§ **Exercise directions**: Swap every "Tag" in the records below for "Mark" and write the records out again with nothing else changed. Leave the pictures out.

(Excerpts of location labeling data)
begin

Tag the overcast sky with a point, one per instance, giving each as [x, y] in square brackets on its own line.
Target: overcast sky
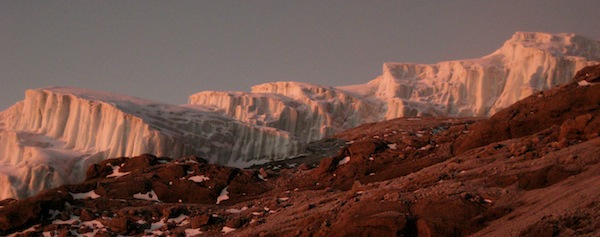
[168, 50]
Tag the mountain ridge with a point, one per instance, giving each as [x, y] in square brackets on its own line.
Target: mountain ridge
[272, 122]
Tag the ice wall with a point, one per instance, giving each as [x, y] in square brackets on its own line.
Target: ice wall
[308, 111]
[526, 63]
[52, 136]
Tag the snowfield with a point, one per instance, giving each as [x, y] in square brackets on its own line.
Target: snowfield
[53, 135]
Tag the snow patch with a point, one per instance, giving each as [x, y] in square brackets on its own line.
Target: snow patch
[344, 161]
[227, 229]
[149, 196]
[199, 178]
[91, 194]
[223, 196]
[193, 232]
[116, 172]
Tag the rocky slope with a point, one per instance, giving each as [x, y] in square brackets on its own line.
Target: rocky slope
[529, 170]
[53, 135]
[525, 64]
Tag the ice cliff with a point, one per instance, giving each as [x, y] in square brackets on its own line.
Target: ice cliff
[307, 111]
[526, 63]
[52, 136]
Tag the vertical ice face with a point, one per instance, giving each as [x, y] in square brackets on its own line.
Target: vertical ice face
[307, 111]
[52, 136]
[526, 63]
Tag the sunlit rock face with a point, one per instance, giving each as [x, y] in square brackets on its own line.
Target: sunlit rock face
[52, 136]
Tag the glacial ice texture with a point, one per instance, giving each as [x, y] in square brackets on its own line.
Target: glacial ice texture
[52, 136]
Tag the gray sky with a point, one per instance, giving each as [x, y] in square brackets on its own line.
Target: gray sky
[168, 50]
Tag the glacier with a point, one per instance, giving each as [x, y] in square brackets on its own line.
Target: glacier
[55, 133]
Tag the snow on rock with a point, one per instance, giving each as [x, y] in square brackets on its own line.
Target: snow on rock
[116, 172]
[53, 135]
[91, 194]
[223, 196]
[199, 178]
[526, 63]
[193, 232]
[227, 229]
[344, 161]
[149, 196]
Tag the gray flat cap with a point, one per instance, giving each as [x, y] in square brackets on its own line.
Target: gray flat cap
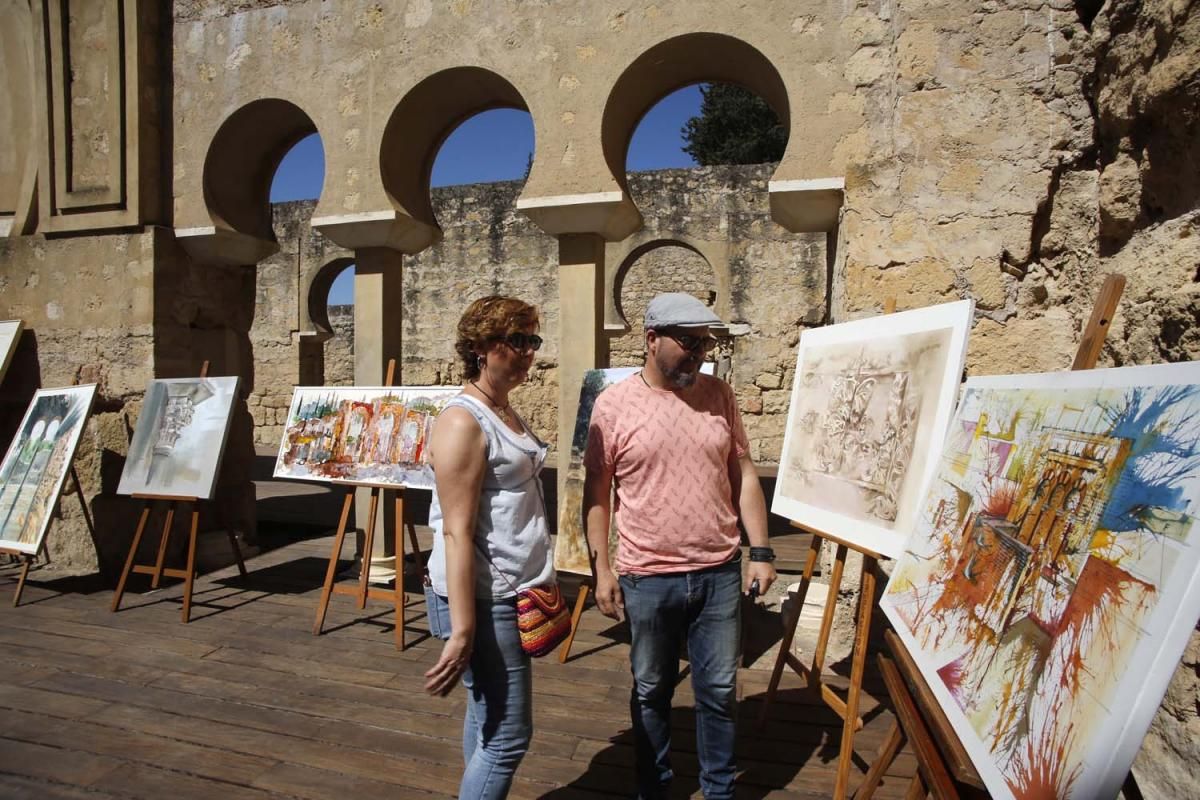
[679, 310]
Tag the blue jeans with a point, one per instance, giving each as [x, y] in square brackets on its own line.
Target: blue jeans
[498, 723]
[664, 611]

end

§ **Correct output**:
Mark the overcast sky with a point, one per instance, giving each as [x, y] in square brackets on its own line.
Target: overcast sky
[168, 50]
Mark the mountain ridge with a point, one per instance, giving each as [x, y] in square brackets on its own line.
Target: mountain ridge
[272, 122]
Mark the ice wall with a point, one per instance, giving each as [x, y] in square brackets on its own line.
Target: ice wall
[308, 111]
[526, 63]
[52, 136]
Mark the snowfield with a point, one per instance, giving each as [x, y] in square brackets on its own line.
Target: snowfield
[53, 135]
Mark the snow patch with a point, one per instance, giving each as [x, y] in square brackets on its own line.
Target: snow patch
[344, 161]
[227, 229]
[149, 196]
[199, 178]
[91, 194]
[223, 196]
[193, 232]
[116, 172]
Mark the rocky slope with a point, one per instance, giving each as [x, y] in square brackets on its own line.
Target: rocky slope
[529, 170]
[53, 135]
[525, 64]
Mark the ice cliff with a point, one per instance, giving each as [x, y] in square brackets on its own line.
Target: ice cliff
[307, 111]
[526, 63]
[52, 136]
Mark the vertical ice face with a point, one per instance, giving each as [x, y] in square brackets on its own line.
Target: vertical ice face
[307, 111]
[52, 136]
[526, 63]
Mark the sunlit rock face with a point, one per instance, giving each as [x, y] in square brackets on its own line.
Target: sunlit rock face
[52, 136]
Mark the glacial ice texture with a point, one per instance, giving each as [x, y] in square brackets on its own line.
Target: glacial ice texture
[52, 136]
Mark the gray sky with a point, one per instance, giving each as [x, y] in square brackets on its own line.
Target: gray sky
[168, 50]
Mark the glacier with a point, one per instance, giving each as [x, y] in square brackets on its own line.
Target: glacier
[55, 133]
Mark the snow on rock with a point, one per instance, giving each as [x, y] in square brackets on its own line.
Target: snow on rock
[116, 172]
[53, 135]
[91, 194]
[223, 196]
[199, 178]
[526, 63]
[193, 232]
[227, 229]
[344, 161]
[149, 196]
Mark the gray flat cap with a point, one per instance, giving each as [x, y] in square brackets on its own line.
Target: gray flat cap
[679, 310]
Mark the blue jeans with a point, one per instance, giving each as [x, y] in square brackets on its own line.
Target: blue jeans
[498, 723]
[664, 611]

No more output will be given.